Data for this exercise:
Start of Block

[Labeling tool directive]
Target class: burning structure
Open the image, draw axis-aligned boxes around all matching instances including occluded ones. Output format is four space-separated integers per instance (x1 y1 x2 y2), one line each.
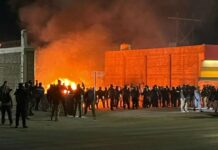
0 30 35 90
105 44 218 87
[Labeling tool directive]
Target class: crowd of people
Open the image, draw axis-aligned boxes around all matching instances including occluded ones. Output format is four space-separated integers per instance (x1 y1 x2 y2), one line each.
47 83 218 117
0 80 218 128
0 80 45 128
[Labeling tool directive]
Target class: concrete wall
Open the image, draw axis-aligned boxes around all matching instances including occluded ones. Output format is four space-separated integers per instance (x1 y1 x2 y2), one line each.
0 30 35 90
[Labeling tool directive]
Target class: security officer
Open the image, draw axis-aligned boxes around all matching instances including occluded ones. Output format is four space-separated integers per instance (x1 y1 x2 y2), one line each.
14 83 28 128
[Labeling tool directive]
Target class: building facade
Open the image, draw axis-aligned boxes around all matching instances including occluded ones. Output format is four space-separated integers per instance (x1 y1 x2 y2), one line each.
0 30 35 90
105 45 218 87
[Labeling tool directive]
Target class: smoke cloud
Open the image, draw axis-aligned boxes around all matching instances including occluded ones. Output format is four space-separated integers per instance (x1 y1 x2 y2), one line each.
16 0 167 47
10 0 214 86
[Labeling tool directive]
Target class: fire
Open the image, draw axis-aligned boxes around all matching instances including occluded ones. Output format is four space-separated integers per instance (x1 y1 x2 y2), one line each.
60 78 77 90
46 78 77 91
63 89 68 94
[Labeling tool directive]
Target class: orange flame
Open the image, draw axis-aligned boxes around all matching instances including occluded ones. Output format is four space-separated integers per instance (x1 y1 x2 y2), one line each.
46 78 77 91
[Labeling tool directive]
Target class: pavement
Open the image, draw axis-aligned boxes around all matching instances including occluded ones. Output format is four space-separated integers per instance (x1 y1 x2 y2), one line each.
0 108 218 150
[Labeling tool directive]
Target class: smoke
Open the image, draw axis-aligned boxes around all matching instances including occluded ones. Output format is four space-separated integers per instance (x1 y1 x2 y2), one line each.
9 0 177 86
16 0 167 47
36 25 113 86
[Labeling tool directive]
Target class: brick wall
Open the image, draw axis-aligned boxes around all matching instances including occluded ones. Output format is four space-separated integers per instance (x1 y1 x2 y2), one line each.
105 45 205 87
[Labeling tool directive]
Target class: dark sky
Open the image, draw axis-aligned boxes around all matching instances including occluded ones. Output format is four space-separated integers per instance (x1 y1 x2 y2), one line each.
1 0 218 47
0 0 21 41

End of Block
Start of Block

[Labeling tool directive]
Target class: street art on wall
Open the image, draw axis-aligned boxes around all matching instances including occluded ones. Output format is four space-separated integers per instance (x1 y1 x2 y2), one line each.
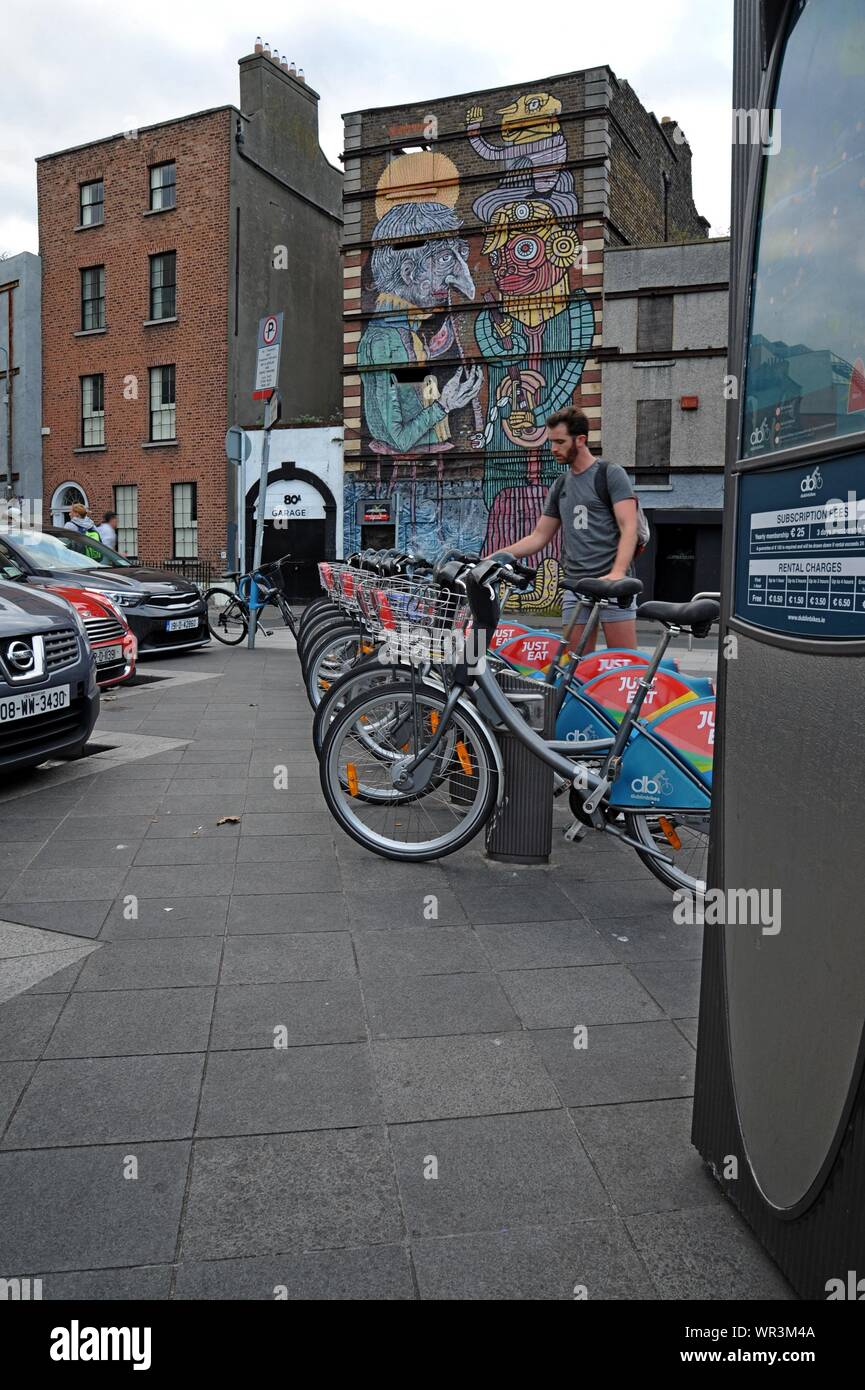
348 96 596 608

End of Block

List, from the entries above, every line in which the word "wall" shows up.

The answer:
Target class: concrete wall
Target class: brick wall
Target class: street art on wall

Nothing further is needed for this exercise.